**Task objective**
Format every line of the entries below as a JSON list of strings, one string per line, leaving out blank lines.

**Supplied data**
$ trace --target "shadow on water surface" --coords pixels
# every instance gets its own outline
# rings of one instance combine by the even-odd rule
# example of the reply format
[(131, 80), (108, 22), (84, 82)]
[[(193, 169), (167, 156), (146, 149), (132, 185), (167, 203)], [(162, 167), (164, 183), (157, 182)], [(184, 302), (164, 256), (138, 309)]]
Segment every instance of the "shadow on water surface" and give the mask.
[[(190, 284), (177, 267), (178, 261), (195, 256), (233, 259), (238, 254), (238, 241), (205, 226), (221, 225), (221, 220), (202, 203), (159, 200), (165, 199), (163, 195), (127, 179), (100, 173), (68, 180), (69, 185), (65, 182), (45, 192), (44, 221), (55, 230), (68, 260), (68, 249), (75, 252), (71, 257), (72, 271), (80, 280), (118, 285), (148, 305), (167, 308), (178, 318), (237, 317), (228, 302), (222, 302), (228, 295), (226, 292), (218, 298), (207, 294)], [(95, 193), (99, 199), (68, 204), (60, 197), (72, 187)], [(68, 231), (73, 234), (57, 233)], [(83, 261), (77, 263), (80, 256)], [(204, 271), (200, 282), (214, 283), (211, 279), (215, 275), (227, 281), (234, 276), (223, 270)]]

**Output of the exercise**
[
  "$ trace --target \"shadow on water surface\" --coords pixels",
  "# every instance gets its own outline",
  "# rings of one instance combine by the even-odd rule",
  "# example of the reply format",
  "[(131, 80), (108, 22), (84, 82)]",
  "[[(193, 169), (167, 156), (146, 149), (132, 185), (167, 203)], [(162, 167), (164, 183), (157, 182)], [(184, 302), (164, 256), (138, 309)]]",
  "Segment every instance of the \"shadow on water surface\" and give the mask.",
  "[[(190, 284), (177, 267), (178, 261), (195, 256), (233, 259), (238, 254), (238, 241), (205, 226), (221, 225), (221, 220), (202, 203), (159, 200), (165, 199), (163, 195), (127, 179), (100, 173), (68, 180), (69, 185), (65, 182), (45, 192), (44, 221), (55, 230), (68, 260), (68, 249), (75, 252), (71, 257), (72, 271), (80, 280), (118, 285), (148, 305), (167, 308), (178, 318), (237, 317), (228, 302), (222, 302), (228, 295), (226, 292), (218, 298), (207, 294)], [(95, 193), (99, 199), (68, 204), (60, 197), (72, 187)], [(68, 231), (73, 234), (57, 233)], [(83, 261), (77, 263), (80, 256)], [(204, 271), (200, 282), (214, 283), (211, 279), (215, 275), (227, 281), (234, 276), (223, 270)]]"
]